Delivering a modern, digital, employee-focused experience requires thoughtful planning.
As employers organize their content and move toward targeted and personalized digital communication, the company intranet and a list of links will only go so far. Delivering a modern, digital, employee-focused experience requires thoughtful planning to effectively raise awareness, increase program utilization and engagement.
Employers have taken the time to research and carefully choose each vendor in their partner ecosystems, but are employees leveraging their benefits to the fullest potential? If there’s even a question, consider bringing everything together and creating a cohesive, user-friendly and navigable technology-enabled employee experience across those partners. It’s a new one-stop-shop.
A flexible content delivery platform can provide a cross-vendor, individualized digital experience — serving up relevant content based on an employee’s data and eligibility. The right tool brings together rich personalization, data-driven recommendations and dynamic publication controls, putting employers in control of the EX while fully maximizing vendor partners’ services and programs.
Wrapping up
At its best, a great employee experience enables you to showcase the comprehensive array of resources that you have invested in on behalf of employees — and, even better, employees get what they need, when they need it (because they know how to find it and use it).
No matter how you handled benefits communications over the last two years — whether you took simple steps or major leaps toward a better EX — now is the time to prepare to make the most of your opportunities in 2022. The goal is an engaged workforce with a positive EX — in both the best of times and the worst of times.

Instructions to follow >> Please state the goal named at the end of the extract on employee experience.

Stored dataset items >>
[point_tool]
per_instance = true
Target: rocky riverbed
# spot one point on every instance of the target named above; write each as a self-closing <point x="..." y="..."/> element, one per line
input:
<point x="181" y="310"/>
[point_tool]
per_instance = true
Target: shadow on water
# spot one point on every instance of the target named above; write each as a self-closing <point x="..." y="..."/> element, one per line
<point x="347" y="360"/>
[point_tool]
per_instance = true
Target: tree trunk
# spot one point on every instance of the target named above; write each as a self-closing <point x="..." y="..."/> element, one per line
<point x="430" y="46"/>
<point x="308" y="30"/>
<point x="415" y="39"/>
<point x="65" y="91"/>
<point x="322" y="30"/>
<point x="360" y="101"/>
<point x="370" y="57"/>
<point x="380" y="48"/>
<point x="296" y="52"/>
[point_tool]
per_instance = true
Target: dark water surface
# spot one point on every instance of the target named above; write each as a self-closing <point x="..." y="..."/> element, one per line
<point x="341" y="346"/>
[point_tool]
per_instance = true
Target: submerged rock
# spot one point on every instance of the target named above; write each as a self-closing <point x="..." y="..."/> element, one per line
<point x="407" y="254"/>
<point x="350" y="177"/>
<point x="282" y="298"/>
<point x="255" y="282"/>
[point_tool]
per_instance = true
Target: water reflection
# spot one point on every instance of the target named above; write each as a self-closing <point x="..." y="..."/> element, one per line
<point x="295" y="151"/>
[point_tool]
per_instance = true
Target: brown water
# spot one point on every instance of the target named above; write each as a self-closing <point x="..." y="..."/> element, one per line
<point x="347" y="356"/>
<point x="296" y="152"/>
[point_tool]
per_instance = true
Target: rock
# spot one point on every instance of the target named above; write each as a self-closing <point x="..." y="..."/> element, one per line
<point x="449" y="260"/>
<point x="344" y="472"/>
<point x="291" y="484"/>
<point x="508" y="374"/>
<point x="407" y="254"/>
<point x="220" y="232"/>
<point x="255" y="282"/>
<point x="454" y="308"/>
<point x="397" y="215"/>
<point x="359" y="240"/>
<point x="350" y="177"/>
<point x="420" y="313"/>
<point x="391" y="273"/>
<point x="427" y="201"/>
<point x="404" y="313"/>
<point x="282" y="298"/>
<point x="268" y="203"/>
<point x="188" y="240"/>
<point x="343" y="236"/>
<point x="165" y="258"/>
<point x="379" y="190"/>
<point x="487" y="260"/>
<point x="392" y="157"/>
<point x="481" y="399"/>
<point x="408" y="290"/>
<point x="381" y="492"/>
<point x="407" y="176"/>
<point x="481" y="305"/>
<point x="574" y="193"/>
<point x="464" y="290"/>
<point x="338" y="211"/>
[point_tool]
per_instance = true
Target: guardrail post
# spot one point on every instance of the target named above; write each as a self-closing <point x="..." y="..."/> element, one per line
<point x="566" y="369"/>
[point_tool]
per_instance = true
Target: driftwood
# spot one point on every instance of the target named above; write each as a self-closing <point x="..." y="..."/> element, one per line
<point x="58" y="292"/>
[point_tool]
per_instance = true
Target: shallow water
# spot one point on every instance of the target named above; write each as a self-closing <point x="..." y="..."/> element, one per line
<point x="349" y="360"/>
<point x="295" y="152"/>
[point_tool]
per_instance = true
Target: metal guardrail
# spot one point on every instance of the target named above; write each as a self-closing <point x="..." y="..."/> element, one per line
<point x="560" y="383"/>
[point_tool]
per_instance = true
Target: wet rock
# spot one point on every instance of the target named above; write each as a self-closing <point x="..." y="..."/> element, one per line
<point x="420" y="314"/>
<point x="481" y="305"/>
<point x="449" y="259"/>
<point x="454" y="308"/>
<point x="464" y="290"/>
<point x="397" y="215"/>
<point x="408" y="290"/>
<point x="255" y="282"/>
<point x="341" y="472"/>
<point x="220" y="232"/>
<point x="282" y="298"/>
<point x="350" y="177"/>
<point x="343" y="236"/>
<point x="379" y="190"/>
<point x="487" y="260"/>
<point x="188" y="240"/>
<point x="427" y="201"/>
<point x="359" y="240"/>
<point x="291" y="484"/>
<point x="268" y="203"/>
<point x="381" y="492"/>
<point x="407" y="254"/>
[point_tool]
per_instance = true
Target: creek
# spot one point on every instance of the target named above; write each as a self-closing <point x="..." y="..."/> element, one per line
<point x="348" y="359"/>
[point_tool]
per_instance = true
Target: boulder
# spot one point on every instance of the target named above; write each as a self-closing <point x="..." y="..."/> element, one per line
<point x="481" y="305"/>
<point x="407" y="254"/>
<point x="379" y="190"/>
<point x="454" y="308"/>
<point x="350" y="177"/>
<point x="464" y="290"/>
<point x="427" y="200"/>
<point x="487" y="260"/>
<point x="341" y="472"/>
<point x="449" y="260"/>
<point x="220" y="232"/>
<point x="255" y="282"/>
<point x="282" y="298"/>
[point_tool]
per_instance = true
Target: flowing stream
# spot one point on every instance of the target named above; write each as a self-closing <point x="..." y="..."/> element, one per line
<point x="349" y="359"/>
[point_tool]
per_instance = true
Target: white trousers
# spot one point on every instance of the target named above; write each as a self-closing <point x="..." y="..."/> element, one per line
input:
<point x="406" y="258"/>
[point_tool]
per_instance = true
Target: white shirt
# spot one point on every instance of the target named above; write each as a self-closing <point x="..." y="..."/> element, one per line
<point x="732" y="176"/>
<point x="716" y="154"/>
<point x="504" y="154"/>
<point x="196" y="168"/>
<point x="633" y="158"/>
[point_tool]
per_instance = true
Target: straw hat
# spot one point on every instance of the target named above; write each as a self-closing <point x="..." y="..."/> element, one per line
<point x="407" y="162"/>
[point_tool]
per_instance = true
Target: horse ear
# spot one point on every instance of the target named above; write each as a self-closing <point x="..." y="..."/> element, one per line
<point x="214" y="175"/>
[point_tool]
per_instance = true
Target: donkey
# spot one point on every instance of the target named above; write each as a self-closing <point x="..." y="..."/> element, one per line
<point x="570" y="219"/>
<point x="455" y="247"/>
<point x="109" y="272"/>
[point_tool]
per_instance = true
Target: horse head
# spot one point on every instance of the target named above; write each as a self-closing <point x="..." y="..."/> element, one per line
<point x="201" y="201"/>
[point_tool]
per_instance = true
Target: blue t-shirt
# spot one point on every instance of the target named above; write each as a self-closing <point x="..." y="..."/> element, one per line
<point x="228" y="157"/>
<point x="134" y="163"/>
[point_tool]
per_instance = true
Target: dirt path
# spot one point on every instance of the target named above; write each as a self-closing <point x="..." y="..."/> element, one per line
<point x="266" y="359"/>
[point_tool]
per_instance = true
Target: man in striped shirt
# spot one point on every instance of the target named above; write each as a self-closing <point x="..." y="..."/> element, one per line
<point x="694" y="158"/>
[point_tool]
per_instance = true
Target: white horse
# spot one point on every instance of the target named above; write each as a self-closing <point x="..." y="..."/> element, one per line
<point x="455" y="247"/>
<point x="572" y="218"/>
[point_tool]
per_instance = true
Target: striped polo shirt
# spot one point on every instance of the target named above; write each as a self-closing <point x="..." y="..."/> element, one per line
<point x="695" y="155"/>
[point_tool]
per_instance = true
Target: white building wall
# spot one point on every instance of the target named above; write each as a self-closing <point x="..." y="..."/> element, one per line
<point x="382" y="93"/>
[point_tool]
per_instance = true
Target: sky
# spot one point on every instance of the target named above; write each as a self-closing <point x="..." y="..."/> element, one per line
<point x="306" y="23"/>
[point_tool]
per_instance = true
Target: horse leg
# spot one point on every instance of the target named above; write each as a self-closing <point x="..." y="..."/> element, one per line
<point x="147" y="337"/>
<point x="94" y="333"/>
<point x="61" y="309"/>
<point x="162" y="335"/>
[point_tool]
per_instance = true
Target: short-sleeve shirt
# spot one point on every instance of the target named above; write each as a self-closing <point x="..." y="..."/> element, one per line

Written response >> An engaged workforce with a positive EX, in both the best of times and the worst of times.